## Exercise task:
Reproduce the stretch of the classical puns thread below that starts at "## SuperTonic" and ends after "English speaker, well....", swapping "Pachelbel" for "Puccini".

## Selection:
=======
# Classical Puns



## Huilunsoittaja

Can you think of any? 

Here's one:


----------



## Aramis

Liszt:










List =P

Bach:










Schoenberg:

















Schön - Berg

Alfven:

















Alf - Ven


----------



## Aramis

Elgar:










El (prefix) - Gar


----------



## Huilunsoittaja

Haha! Yet how is Bach related to a stream?


----------



## Fsharpmajor

Huilunsoittaja said:


> Haha! Yet how is Bach related to a stream?


Maybe he meant to say Bruch?


----------



## Aramis

> Haha! Yet how is Bach related to a stream?


The analogy is the same as in Schoenberg - german language in which bach means stream.


----------



## Weston

My own that I spring on unsuspecting victims is to say "I really like this _Symphony on a French Mountain Aire_. I don't know know who composed it - the announcer just kept saying it is dandy piece."


----------



## Huilunsoittaja

Fsharpmajor said:


> Maybe he meant to say Bruch?


Yeah, that works.


----------



## SuperTonic

This is a little dated and probably only Americans will get it:

Yo quiero Pachelbel


----------



## Fsharpmajor

To a German speaker the composers *Titz* and *Scheidt* probably don't sound amusing, but to an English speaker, well....


----------



## Pianoforte

Andrew Lloyd Webber.


----------



## maestro267

Bernstein, with apologies


----------



## superhorn

Sorry,no pictures, but here are some more good? ones.

Classical music food puns: Steakhausen. Honey Nut Berlioz. Ham and Eggmont.

Pierre Poulet. Chopin Suey. Ravelioli. BBQ Pulled Porkofiev. Satied Chicken.

Regertoni. Chopin-Fried Steak. Alfred Schnitzel. Veal-Lobos. Wiener Schnittke. 

Gluck al Orange.Peking Gluck. Britten Pears. Ligeti and Meatballs. Marriage of Figarolls.

Humperdinkel bread. Baby Bach Ribs. Bachlava. Mousse-orgsky. Fresh Strawberios.Brandenburgers.

Beeth-oven Roasted Chicken. 

Couperich Dressing. James Levine Ripened Tomatoes. Mauricio Bagel. Ives Cream.

Borodinner. Elgarlic Bread. Mozartichoke Hearts. Lully Pops. Salsa Verdi. Glazunoved Doughnuts.

Entertainment and classical music puns: Bach To The Future. Bach Street Boys.

The Hindenburg Concertos. Gluck Skywalker. Field Of Rihms. New Kids On The Bloch.

Debbie Does Tallis. The Scarlatti Letter. Requiem Faure Heavyweight.Telemann And Louise.

Wagnerds. Marilyn Hanson. The Empire Strikes Bach. Babbitt And Costello. 

Rimsky Business. Dances With Wolf. !2 Angry Pitch Classes. Helter Schenker. 

Indiana University Music School And The Temple Of Doom.

Charlie Wuorinen's Angels. Un Ballo In Mascara.



GROAN !!!!!!


----------



## Earthling

superhorn said:


> Sorry,no pictures, but here are some more good? ones.
> 
> Classical music food puns: Steakhausen. Honey Nut Berlioz. Ham and Eggmont.
=======
## Dataset section:

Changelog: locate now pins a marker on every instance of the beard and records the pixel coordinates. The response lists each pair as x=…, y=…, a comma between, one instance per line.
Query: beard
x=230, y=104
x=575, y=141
=======
## Response below:
## SuperTonic

This is a little dated and probably only Americans will get it:

Yo quiero Puccini


----------



## Fsharpmajor

To a German speaker the composers *Titz* and *Scheidt* probably don't sound amusing, but to an English speaker, well....